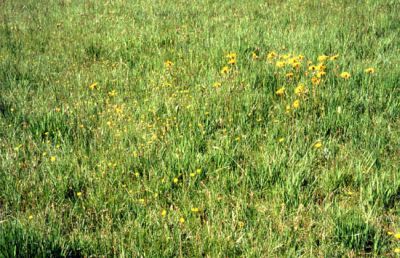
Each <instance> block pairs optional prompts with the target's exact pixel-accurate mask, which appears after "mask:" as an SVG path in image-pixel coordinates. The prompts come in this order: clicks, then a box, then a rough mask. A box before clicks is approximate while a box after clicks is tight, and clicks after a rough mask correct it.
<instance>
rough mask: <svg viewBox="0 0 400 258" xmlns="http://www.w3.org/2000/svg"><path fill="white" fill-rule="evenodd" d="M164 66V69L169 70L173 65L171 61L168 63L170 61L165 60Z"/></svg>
mask: <svg viewBox="0 0 400 258" xmlns="http://www.w3.org/2000/svg"><path fill="white" fill-rule="evenodd" d="M164 66H165V67H166V68H171V67H172V66H174V63H172V61H170V60H167V61H165V62H164Z"/></svg>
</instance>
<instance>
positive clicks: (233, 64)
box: [228, 58, 236, 65]
mask: <svg viewBox="0 0 400 258" xmlns="http://www.w3.org/2000/svg"><path fill="white" fill-rule="evenodd" d="M228 64H230V65H235V64H236V58H232V59H229V61H228Z"/></svg>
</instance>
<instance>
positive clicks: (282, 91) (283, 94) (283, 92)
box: [275, 87, 286, 97]
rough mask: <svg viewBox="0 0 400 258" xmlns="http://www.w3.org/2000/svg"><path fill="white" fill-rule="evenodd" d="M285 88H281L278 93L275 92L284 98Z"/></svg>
mask: <svg viewBox="0 0 400 258" xmlns="http://www.w3.org/2000/svg"><path fill="white" fill-rule="evenodd" d="M285 90H286V89H285V87H280V88H279V89H278V90H277V91H275V94H276V95H278V96H280V97H282V96H284V95H285Z"/></svg>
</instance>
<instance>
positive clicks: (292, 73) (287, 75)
mask: <svg viewBox="0 0 400 258" xmlns="http://www.w3.org/2000/svg"><path fill="white" fill-rule="evenodd" d="M285 76H286V78H293V73H287V74H286V75H285Z"/></svg>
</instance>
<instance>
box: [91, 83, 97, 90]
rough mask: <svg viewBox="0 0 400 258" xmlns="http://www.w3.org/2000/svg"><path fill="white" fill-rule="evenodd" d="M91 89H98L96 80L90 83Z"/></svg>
mask: <svg viewBox="0 0 400 258" xmlns="http://www.w3.org/2000/svg"><path fill="white" fill-rule="evenodd" d="M89 89H91V90H95V89H97V82H94V83H92V84H90V85H89Z"/></svg>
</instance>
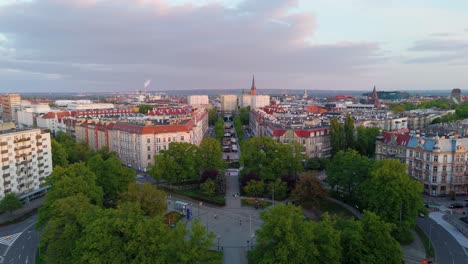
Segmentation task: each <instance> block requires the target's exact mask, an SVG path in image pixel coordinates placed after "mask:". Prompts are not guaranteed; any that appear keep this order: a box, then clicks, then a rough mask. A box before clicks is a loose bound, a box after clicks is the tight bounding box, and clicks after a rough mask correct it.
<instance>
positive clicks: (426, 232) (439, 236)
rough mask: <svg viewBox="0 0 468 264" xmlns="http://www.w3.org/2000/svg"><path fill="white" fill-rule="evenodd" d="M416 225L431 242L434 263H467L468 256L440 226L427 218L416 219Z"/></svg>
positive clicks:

● WORK REQUEST
Go through the data above and return each line containing the string "this".

● EXERCISE SOLUTION
Each <instance> block pairs optional prompts with the target's exact pixel-accurate mask, which appears after "mask:" as an SVG path in image-pixel coordinates. The prompts come in this order: clicks, then a box, then a rough mask. A box before clicks is approximate while a box after clicks is tight, and clicks after a rough mask correct it.
Segmentation task: each <instance> block requires the target's exact mask, an SVG path in image pixel coordinates placed after "mask:". Prompts are not guaranteed; any that appear keep this order: a box, then clicks, then a rough mask. A box before clicks is a loose bound, a box after clicks is the tight bounding box, and clicks after a rough mask correct it.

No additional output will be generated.